-- Exercise requirements --
From the listing below, pull out all lines with "white" in them.

-- Data under study --
────────────────────────────────────────

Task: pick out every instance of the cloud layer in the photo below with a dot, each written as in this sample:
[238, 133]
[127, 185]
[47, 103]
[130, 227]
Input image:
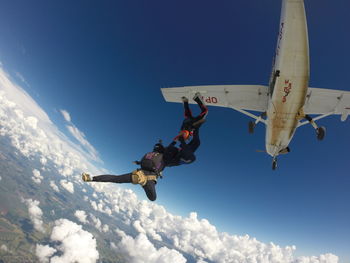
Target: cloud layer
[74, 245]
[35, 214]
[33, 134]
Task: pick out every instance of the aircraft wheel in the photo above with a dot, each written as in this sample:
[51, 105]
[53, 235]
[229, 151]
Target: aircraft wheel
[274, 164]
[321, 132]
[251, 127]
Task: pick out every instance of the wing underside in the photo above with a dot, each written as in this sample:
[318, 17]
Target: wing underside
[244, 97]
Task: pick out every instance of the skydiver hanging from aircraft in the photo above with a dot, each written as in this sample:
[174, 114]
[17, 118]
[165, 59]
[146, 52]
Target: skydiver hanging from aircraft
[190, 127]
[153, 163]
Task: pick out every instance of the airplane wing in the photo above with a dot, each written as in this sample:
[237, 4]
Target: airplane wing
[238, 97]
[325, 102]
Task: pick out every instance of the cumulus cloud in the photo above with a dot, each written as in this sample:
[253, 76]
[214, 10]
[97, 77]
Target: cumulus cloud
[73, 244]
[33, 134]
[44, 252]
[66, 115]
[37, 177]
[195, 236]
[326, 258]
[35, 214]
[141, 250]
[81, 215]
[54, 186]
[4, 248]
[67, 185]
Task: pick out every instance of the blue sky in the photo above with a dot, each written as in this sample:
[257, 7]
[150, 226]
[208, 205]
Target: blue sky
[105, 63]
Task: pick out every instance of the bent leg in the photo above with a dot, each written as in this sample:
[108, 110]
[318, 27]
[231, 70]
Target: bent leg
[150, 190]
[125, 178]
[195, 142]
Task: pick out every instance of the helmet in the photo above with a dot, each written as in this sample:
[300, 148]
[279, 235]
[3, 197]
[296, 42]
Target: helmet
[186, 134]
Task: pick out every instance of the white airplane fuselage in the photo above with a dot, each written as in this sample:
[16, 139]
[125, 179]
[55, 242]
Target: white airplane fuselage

────────────────────────────────────────

-- Result below --
Task: pick out every instance of the white airplane fuselage in the photo above with a dot, each written as in this sample:
Target: white airplane fuselage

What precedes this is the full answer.